__Work instructions__: Make an exact copy of all the entries below, with the pictures left out.

__The data__:
************

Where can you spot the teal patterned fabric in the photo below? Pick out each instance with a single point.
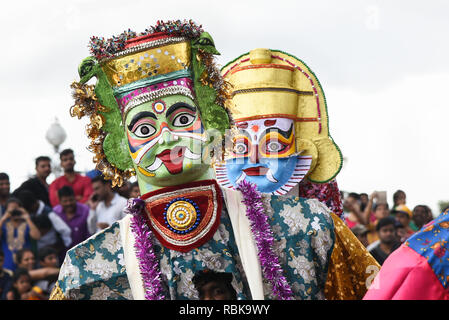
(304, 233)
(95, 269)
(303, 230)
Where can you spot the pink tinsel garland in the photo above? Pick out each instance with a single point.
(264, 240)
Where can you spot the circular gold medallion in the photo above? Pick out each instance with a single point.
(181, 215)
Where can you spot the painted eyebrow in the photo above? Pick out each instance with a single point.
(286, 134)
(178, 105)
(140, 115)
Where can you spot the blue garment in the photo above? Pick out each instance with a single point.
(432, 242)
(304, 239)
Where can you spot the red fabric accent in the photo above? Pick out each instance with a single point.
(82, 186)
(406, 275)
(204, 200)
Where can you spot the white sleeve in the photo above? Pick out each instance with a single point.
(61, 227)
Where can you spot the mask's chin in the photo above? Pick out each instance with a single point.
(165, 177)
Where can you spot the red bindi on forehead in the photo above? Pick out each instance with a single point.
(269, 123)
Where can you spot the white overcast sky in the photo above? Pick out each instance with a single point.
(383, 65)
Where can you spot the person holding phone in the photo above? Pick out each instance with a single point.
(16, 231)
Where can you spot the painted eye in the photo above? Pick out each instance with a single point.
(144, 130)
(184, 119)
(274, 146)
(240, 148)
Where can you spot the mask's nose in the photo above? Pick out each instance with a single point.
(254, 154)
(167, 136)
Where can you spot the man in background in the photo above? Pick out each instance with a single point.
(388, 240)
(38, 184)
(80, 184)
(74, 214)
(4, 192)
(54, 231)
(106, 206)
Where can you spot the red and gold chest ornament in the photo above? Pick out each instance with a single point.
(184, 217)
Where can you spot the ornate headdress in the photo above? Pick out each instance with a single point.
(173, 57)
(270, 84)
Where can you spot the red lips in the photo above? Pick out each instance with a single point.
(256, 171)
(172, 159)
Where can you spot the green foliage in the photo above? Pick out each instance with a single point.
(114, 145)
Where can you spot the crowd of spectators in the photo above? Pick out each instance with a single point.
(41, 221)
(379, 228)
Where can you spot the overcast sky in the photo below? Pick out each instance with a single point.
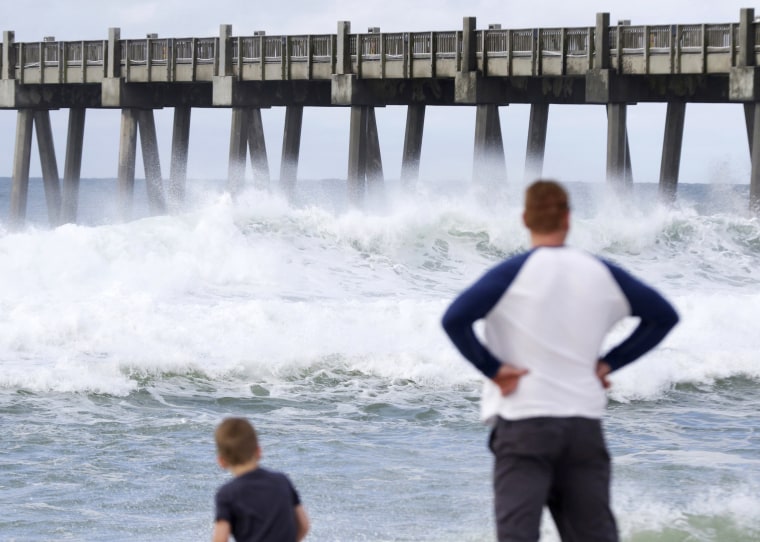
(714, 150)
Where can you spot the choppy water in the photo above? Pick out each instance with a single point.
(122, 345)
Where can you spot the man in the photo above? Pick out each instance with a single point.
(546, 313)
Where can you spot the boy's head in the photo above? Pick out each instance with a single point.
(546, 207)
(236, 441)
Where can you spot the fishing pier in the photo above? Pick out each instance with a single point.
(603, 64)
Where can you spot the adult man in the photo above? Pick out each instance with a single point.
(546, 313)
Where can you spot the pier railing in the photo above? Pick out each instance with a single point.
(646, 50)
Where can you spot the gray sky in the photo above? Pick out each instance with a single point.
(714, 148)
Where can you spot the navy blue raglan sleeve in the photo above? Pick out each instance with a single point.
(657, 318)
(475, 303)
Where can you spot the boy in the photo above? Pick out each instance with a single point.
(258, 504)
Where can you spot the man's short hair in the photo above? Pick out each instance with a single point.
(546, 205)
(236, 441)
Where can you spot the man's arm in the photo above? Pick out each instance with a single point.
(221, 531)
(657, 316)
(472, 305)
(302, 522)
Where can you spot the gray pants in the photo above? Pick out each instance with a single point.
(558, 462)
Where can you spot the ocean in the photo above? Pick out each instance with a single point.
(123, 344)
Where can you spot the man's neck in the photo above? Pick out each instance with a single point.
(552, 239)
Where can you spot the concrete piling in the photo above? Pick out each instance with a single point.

************

__Answer box__:
Where can you spot the teal patterned fabric in the photo below? Pick out each instance with a single point.
(304, 233)
(95, 269)
(303, 230)
Where can you spot the pink tinsel garland in the photo above? Pick out each instance with a single point.
(264, 240)
Where can you spot the circular gold medallion in the photo above? Pick out each instance with a single point.
(181, 215)
Where can you spot the painted eyebrow in the photo above? Pick out each instance with a single point.
(286, 134)
(178, 105)
(140, 115)
Where can you spot the blue garment in the photo above? Pick out each instance with a single point.
(432, 242)
(304, 239)
Where can you spot the red fabric accent in the photo above? Pick out each instance with a single point.
(82, 186)
(406, 275)
(204, 200)
Where can you spot the white sleeve in the photo above? Pick out each instance with a single point.
(61, 227)
Where can you spot the mask's chin in the photo above? Pick out each instance with a single point.
(165, 177)
Where can you spot the red bindi on forehead in the photo above? Pick out each instance with a single point.
(269, 123)
Where can you spot the white overcast sky in the photo above? Pick out each instance with a single point.
(383, 65)
Where can you spot the person holding phone in the photo above? Pick out each instance with a single point.
(16, 231)
Where can you spot the painted eye in the photo above? Pick out each instance with a single point.
(144, 130)
(184, 119)
(274, 146)
(240, 148)
Where can you spot the mask's nose in the photo above? Pick out each instance with a single point.
(254, 154)
(167, 136)
Where can you spot the man in background in the photo above? Pick out each instance with a single point.
(388, 240)
(38, 184)
(80, 184)
(74, 214)
(4, 192)
(54, 231)
(106, 206)
Where can you spot the red and gold chest ornament in the photo above? Pick out each instance with a single point.
(184, 217)
Where can you spot the ornate headdress in the photo above? Pick out each instance with a single point.
(173, 57)
(270, 84)
Where can you spot the red lips in the photo above? Pick out each instance with a single point.
(256, 171)
(172, 159)
Where can you spot the green foliage in the photo above? Pick out each instance with a single point.
(114, 145)
Where can you spot the crowd of spectators in the photo above? Pick out each instance with a single point.
(41, 221)
(379, 228)
Where can you spot the overcast sky in the photo below? Pick out each instance with a single point.
(714, 150)
Where can you spot the choppy water in the photo above? Pick out each instance with a single point.
(122, 345)
Where can you spot the man in the photo above? Pick out each instance with a single point.
(546, 313)
Where can you spot the boy's head in the photo above? Pick out each instance with a single point.
(546, 207)
(236, 441)
Where can you spot the fishing pier in the photo above? Pick out each instance with a single point.
(603, 64)
Where can you spot the adult man in the photo above? Pick out each instance with a single point.
(546, 313)
Where can you spot the pier railing in the photo above? Pick out each instance with a single point.
(646, 50)
Where can you spot the gray sky in the photo above? Pick out each instance with a single point.
(714, 148)
Where can you spot the navy blue raglan sleeve in the photo above? Pick out each instance with a single point.
(657, 318)
(475, 303)
Where can you spot the boy in the photo above? Pick out each instance with a single point.
(258, 504)
Where can you spot the man's short hair in the photo above? Pick out each instance with a single point.
(546, 205)
(236, 441)
Where can you spot the man's arm in the photo above? Pick out each instance with a single point.
(221, 531)
(657, 316)
(472, 305)
(302, 522)
Where can you spot the gray pants in the photo above? Pick out each instance with a single point.
(558, 462)
Where can you spot the ocean in the photo above? Pick out each instance with a single point.
(123, 344)
Where can you spot the man's neck in the photo above? Pick out each instance with a single point.
(552, 239)
Where can you spot the concrete piling in the photo above? Pick out each instance with a single point.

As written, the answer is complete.